# THE EXERCISE
Show every line in the listing below that contains the word "white", copying each one in full.

# SUPPLIED ENTRIES
====================
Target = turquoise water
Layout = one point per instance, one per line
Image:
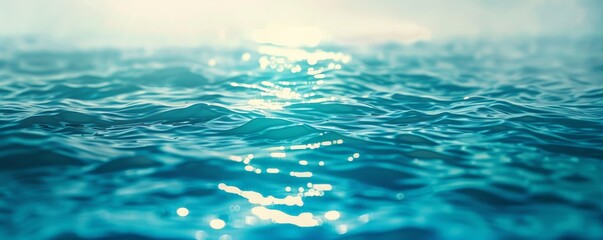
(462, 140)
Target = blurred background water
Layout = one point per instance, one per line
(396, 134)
====================
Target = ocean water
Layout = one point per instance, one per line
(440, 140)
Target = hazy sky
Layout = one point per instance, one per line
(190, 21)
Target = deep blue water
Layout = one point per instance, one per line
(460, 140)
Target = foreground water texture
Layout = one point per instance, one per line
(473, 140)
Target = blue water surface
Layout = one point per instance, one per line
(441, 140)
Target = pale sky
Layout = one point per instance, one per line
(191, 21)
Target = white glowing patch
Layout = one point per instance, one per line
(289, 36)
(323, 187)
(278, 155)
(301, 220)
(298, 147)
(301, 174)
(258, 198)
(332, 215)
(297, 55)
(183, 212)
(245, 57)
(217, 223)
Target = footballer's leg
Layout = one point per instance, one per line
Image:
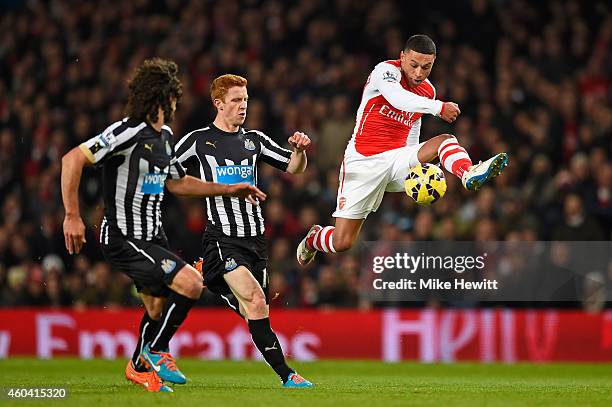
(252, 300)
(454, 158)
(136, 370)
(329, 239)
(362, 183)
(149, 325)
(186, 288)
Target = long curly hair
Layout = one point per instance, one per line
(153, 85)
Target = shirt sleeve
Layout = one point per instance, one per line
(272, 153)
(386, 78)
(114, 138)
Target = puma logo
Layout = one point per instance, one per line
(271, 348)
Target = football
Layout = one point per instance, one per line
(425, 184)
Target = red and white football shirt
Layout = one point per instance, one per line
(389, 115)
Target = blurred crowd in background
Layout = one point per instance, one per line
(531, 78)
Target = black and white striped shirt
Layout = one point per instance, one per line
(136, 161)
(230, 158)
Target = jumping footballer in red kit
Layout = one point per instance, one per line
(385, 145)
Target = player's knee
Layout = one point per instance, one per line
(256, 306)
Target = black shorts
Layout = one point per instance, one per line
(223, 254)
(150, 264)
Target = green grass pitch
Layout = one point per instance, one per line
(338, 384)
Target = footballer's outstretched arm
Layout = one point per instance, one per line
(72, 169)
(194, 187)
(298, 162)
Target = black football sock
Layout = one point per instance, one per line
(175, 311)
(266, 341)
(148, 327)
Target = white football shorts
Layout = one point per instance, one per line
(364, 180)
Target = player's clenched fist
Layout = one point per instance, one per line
====================
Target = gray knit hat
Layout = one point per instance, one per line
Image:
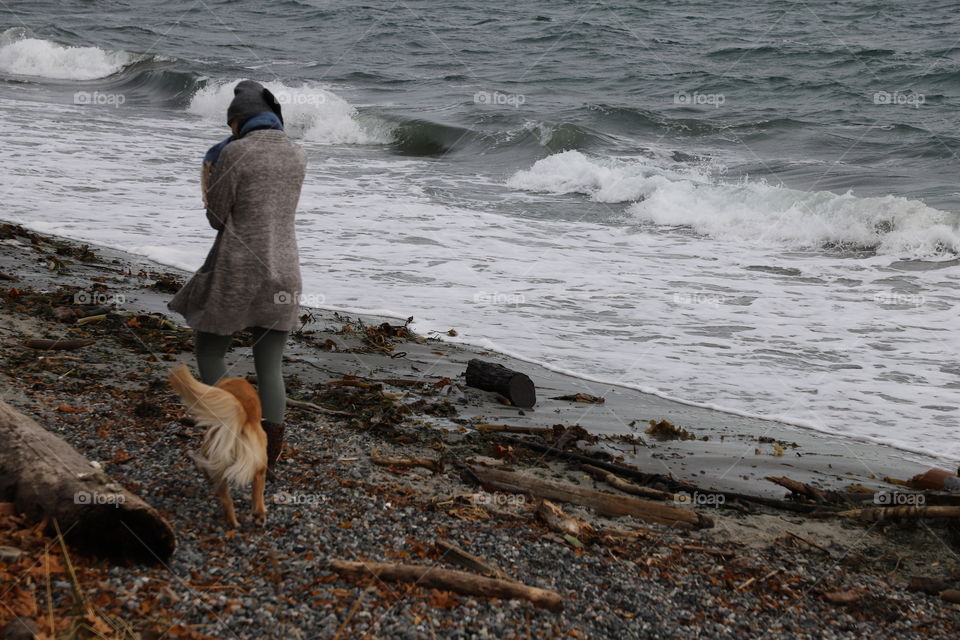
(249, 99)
====================
# REPLY
Target = white glowing patch
Target = red and white football shirt
Target = black and white striped shirt
Target = white football shorts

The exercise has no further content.